# Brief
Please identify each line below containing the word "side" and copy those lines in full.

——————————

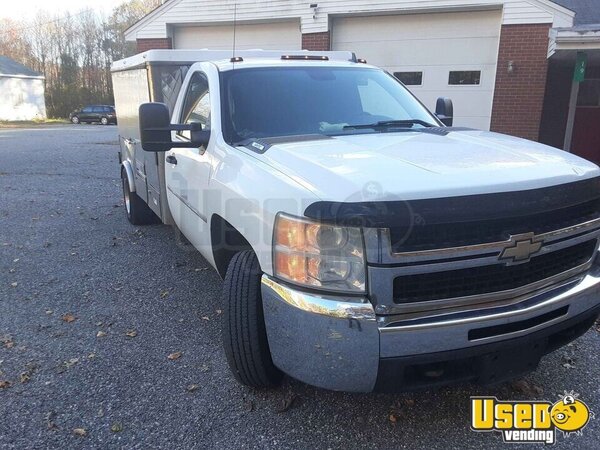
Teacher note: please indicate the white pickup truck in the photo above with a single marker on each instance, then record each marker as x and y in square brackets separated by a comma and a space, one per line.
[365, 243]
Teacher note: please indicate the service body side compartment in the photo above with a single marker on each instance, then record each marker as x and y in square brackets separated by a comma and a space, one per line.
[131, 90]
[159, 82]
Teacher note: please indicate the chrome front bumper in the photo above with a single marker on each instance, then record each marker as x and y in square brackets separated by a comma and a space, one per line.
[337, 342]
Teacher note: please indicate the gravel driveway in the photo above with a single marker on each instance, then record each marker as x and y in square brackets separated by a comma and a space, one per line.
[91, 308]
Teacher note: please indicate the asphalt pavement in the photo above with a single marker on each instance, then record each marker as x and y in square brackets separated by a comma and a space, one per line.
[110, 333]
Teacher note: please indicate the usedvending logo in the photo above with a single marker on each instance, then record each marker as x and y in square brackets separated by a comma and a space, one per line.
[525, 422]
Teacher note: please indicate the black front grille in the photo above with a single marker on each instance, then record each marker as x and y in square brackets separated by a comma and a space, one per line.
[419, 237]
[488, 279]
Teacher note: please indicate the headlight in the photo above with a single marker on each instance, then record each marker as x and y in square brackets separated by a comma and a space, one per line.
[319, 255]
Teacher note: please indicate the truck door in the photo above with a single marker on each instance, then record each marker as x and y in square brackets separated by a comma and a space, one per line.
[187, 170]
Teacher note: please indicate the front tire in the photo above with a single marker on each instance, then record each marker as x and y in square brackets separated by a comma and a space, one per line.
[138, 212]
[244, 333]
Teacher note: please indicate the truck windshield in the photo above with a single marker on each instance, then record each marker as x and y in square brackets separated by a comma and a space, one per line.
[290, 101]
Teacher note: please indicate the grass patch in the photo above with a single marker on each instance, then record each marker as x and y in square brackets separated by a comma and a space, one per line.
[31, 123]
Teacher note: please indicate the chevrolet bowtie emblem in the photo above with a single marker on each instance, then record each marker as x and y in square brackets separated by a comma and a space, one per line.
[520, 249]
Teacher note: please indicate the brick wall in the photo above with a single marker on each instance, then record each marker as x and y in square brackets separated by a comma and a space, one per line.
[316, 41]
[519, 96]
[151, 44]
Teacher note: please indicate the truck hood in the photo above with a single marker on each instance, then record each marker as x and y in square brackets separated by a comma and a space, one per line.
[419, 165]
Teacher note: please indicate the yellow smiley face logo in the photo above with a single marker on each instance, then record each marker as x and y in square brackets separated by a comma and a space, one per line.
[570, 415]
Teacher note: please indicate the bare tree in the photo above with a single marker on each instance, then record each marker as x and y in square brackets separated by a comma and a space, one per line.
[73, 51]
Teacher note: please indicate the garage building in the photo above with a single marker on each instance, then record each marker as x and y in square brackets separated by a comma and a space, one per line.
[21, 91]
[508, 65]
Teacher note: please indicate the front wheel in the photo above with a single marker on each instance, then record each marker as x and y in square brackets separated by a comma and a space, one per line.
[244, 333]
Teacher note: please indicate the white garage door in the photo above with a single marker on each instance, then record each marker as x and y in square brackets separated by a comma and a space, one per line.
[442, 54]
[268, 36]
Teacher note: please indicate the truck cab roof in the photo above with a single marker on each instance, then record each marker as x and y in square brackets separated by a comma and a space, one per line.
[223, 57]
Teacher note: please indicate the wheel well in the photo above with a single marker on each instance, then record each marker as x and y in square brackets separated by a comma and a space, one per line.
[226, 241]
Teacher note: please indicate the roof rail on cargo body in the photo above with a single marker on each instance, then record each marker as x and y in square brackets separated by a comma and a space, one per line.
[192, 56]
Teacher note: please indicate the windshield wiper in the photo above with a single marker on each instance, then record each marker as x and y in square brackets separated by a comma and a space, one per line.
[384, 124]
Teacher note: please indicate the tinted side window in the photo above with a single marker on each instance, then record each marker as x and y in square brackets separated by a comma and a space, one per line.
[196, 106]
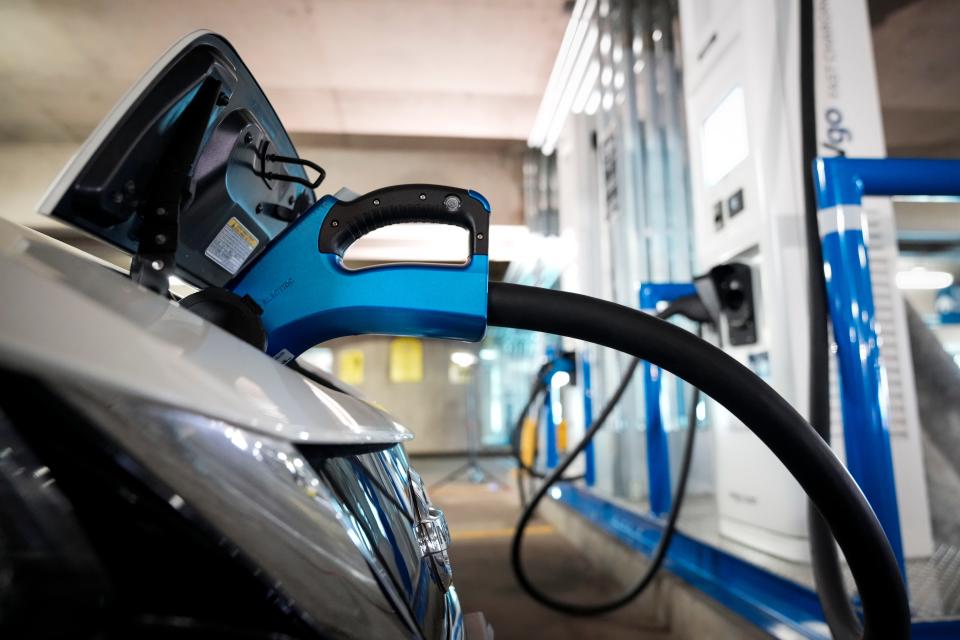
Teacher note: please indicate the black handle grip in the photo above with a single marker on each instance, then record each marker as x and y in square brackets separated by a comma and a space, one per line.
[349, 221]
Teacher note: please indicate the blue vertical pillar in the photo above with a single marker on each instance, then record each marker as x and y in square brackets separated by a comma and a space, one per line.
[863, 396]
[658, 447]
[590, 470]
[550, 423]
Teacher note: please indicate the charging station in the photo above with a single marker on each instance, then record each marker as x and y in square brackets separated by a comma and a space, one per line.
[743, 122]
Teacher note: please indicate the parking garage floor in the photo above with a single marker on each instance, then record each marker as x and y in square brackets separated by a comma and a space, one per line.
[481, 519]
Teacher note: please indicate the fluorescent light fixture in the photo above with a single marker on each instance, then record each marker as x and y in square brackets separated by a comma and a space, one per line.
[593, 103]
[920, 278]
[569, 91]
[463, 359]
[607, 100]
[573, 38]
[589, 82]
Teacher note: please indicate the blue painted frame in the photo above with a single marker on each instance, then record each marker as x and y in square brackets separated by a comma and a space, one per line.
[841, 184]
[658, 447]
[590, 468]
[779, 606]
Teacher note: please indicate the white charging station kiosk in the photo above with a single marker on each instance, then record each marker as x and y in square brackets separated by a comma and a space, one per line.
[741, 65]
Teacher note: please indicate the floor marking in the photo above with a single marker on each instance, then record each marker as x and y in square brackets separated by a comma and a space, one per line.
[490, 534]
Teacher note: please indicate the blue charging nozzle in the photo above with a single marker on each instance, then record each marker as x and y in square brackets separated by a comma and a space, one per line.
[309, 296]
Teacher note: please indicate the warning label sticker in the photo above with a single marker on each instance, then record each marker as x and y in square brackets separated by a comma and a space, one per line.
[232, 246]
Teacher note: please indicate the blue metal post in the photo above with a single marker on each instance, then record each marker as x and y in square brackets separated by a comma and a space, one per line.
[841, 183]
[658, 447]
[553, 456]
[590, 470]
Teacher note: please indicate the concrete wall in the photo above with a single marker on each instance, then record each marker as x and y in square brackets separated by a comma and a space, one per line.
[436, 410]
[361, 163]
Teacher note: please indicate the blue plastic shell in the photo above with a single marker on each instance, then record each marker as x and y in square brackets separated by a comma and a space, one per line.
[309, 297]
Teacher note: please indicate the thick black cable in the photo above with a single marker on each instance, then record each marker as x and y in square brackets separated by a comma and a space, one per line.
[827, 571]
[783, 430]
[669, 528]
[689, 306]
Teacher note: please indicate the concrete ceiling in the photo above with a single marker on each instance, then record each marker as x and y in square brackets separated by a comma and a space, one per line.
[458, 68]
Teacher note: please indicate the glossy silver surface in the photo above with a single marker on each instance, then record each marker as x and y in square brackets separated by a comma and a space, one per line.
[432, 533]
[269, 505]
[63, 311]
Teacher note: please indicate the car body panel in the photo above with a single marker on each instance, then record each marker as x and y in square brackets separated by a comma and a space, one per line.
[64, 312]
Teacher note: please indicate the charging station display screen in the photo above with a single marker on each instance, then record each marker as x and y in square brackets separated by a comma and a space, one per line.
[724, 144]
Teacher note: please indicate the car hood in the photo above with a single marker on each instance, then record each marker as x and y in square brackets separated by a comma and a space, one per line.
[63, 313]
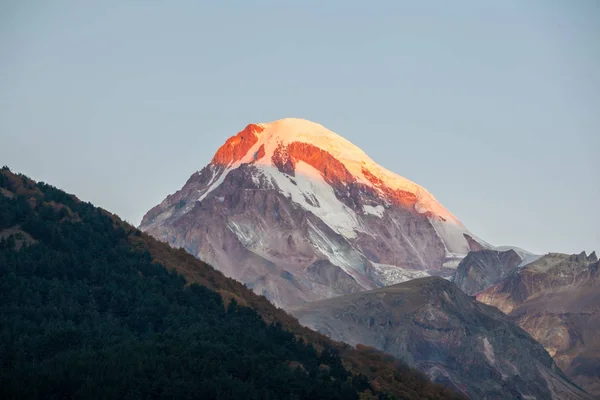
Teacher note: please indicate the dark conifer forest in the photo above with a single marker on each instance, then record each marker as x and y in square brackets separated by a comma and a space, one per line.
[84, 314]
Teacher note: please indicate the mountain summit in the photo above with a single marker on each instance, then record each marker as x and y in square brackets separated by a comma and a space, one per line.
[298, 213]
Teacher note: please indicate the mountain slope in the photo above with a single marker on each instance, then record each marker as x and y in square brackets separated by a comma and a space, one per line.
[557, 300]
[298, 214]
[480, 269]
[456, 340]
[86, 312]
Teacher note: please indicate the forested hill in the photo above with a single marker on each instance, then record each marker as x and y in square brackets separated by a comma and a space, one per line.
[92, 308]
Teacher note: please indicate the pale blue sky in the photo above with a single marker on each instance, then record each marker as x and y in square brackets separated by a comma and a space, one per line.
[494, 107]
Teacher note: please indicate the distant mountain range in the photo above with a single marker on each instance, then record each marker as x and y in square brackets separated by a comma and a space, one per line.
[298, 214]
[557, 300]
[428, 322]
[91, 307]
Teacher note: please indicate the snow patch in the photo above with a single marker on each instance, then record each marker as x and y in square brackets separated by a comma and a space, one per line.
[377, 210]
[452, 236]
[488, 350]
[310, 185]
[392, 274]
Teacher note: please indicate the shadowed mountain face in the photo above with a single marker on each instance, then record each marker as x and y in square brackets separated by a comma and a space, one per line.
[298, 214]
[90, 307]
[557, 300]
[447, 334]
[480, 269]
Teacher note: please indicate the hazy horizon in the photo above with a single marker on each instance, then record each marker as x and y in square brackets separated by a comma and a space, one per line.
[493, 108]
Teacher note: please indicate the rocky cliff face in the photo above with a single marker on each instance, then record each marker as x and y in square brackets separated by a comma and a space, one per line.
[480, 269]
[448, 335]
[557, 300]
[299, 214]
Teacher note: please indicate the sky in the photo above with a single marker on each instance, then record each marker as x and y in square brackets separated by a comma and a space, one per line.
[494, 107]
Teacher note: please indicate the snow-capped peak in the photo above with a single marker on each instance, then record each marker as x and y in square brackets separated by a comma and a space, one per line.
[264, 143]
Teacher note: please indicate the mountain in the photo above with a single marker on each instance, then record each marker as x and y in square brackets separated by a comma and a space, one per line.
[557, 300]
[91, 307]
[298, 214]
[457, 341]
[480, 269]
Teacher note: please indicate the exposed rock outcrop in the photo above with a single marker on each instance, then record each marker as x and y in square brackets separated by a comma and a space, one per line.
[480, 269]
[300, 214]
[557, 300]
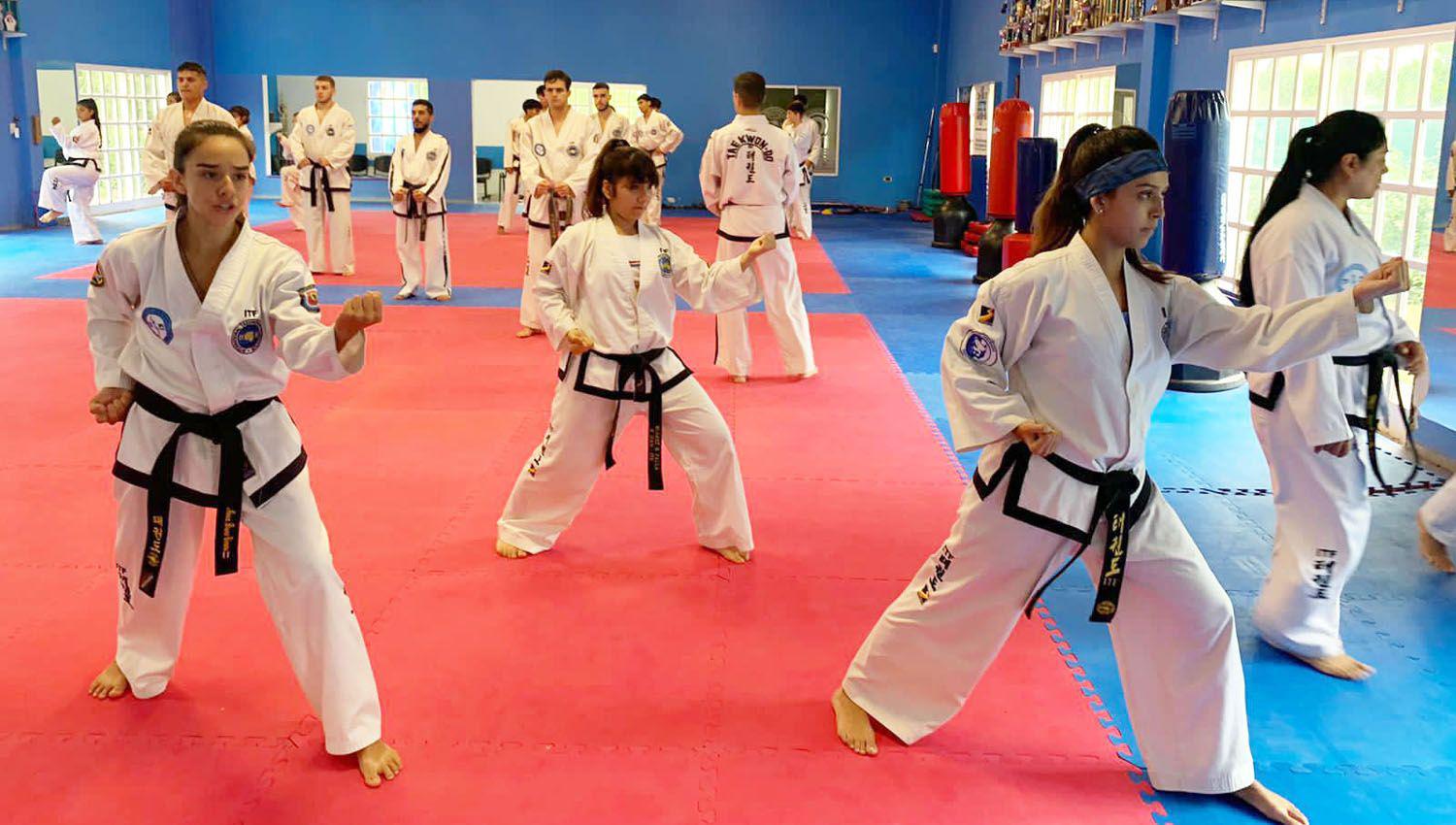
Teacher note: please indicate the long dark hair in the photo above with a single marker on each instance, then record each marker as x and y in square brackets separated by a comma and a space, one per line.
[617, 160]
[90, 104]
[1313, 154]
[197, 134]
[1063, 212]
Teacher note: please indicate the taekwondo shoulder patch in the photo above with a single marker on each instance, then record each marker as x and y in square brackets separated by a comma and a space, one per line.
[248, 337]
[978, 348]
[309, 297]
[159, 322]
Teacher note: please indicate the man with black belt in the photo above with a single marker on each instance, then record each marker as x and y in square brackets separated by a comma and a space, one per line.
[418, 177]
[556, 159]
[512, 153]
[325, 136]
[750, 178]
[162, 136]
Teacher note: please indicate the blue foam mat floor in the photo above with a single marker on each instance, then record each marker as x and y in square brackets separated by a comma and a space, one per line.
[1350, 754]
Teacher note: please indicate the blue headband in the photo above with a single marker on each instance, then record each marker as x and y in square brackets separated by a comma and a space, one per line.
[1120, 171]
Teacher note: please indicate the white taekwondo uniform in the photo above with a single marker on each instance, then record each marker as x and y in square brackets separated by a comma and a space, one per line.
[207, 431]
[562, 154]
[750, 181]
[328, 143]
[1322, 510]
[1047, 343]
[70, 186]
[622, 291]
[421, 224]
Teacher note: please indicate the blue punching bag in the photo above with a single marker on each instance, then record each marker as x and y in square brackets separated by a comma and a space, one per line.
[1036, 168]
[1196, 142]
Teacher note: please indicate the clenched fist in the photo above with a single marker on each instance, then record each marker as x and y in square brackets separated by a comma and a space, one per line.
[1392, 279]
[358, 314]
[579, 341]
[110, 405]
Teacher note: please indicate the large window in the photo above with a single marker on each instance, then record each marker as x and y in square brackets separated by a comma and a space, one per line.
[1074, 99]
[389, 111]
[128, 101]
[1400, 76]
[823, 108]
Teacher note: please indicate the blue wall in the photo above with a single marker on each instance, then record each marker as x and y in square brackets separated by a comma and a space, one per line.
[687, 54]
[154, 34]
[1197, 61]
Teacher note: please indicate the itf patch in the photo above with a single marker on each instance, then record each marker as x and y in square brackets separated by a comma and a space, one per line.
[309, 297]
[978, 348]
[248, 337]
[159, 323]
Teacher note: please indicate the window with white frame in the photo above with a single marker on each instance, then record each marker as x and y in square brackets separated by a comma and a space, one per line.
[823, 108]
[128, 101]
[389, 116]
[1400, 76]
[1074, 99]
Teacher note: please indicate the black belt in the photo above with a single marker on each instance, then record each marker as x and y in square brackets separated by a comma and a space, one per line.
[416, 210]
[646, 386]
[317, 172]
[1115, 502]
[1376, 364]
[221, 429]
[742, 239]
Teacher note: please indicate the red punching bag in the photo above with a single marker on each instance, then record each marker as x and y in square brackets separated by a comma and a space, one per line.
[1009, 124]
[955, 177]
[955, 148]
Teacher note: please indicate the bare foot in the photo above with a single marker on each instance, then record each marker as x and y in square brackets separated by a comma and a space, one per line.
[509, 550]
[110, 682]
[853, 725]
[379, 763]
[733, 554]
[1340, 667]
[1435, 553]
[1272, 805]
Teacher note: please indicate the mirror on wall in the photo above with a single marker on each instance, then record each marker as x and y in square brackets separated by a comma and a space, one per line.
[381, 108]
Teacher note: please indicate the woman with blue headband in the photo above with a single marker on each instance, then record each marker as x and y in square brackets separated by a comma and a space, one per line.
[1054, 375]
[1310, 417]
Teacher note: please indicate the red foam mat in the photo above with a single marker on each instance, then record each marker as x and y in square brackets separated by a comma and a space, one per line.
[480, 256]
[628, 676]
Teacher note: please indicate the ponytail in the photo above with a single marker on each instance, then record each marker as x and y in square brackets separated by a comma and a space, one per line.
[1063, 212]
[616, 160]
[90, 104]
[1313, 154]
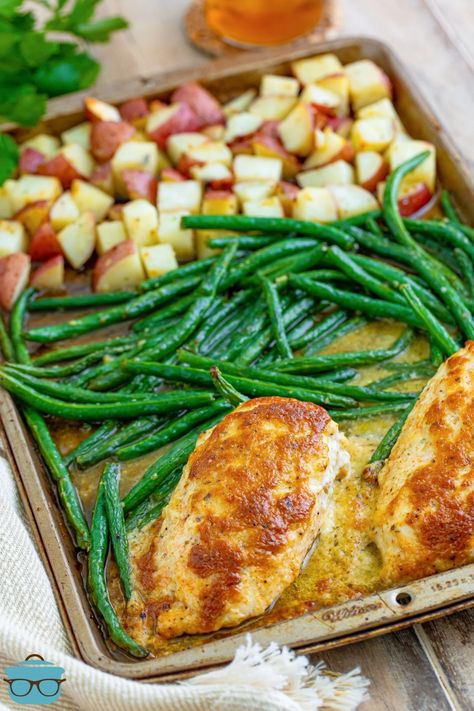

——————————

# Completed exercise
Teacher note: please indicate the service body side compartment in the photo above with a single marker on each instance, then record each marker as x and y in square brackets separated by a comma and a space, one per line.
Teacher note: please indicate the tinted side window in the photo above with a single marker on each instance, then record each marker as x and y in square brackets separated by a comma and a space, one per line.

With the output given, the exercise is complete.